— What you will do —
Output only an exact transcription of the line containing "Target: white truck" and all lines that follow it in the data below.

(Dataset entries)

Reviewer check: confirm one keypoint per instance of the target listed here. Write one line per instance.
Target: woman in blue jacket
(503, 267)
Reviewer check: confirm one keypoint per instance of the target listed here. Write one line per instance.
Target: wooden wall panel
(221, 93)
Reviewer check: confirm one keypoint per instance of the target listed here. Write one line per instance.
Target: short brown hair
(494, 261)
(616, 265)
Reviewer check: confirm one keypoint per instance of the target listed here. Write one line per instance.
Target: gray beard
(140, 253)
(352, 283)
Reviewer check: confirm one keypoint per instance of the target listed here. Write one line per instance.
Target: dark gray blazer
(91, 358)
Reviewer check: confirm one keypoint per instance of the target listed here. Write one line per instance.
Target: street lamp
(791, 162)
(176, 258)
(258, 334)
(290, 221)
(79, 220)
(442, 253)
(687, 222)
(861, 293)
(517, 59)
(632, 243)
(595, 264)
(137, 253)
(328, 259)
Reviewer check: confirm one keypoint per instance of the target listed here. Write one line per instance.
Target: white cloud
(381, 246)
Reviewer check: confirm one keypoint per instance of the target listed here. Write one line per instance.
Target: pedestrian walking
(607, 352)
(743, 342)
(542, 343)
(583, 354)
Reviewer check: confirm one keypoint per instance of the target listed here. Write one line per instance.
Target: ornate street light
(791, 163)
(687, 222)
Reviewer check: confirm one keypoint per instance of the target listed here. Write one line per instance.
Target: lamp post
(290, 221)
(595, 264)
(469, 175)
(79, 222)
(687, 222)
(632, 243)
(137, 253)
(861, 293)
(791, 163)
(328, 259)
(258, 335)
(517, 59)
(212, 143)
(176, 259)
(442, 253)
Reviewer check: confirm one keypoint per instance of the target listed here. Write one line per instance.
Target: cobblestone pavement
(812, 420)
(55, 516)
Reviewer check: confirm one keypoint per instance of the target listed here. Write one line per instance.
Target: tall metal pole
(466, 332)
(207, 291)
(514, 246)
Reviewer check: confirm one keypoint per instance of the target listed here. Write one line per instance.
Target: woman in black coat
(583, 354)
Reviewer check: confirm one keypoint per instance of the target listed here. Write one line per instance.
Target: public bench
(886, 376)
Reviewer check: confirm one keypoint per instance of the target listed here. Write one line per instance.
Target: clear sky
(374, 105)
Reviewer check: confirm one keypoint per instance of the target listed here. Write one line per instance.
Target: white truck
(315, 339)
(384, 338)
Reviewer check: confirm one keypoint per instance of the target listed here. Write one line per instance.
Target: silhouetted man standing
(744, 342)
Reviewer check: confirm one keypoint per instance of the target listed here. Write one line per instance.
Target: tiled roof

— Your solution —
Target: white truck
(315, 339)
(384, 338)
Reviewer check: confirm one keypoint per instance of the target listed here. Write one line per instance.
Target: silhouetted man standing
(744, 342)
Reviewer check: confirm one keypoint per instance of the target listed here. Write one line per instance.
Target: tiled roof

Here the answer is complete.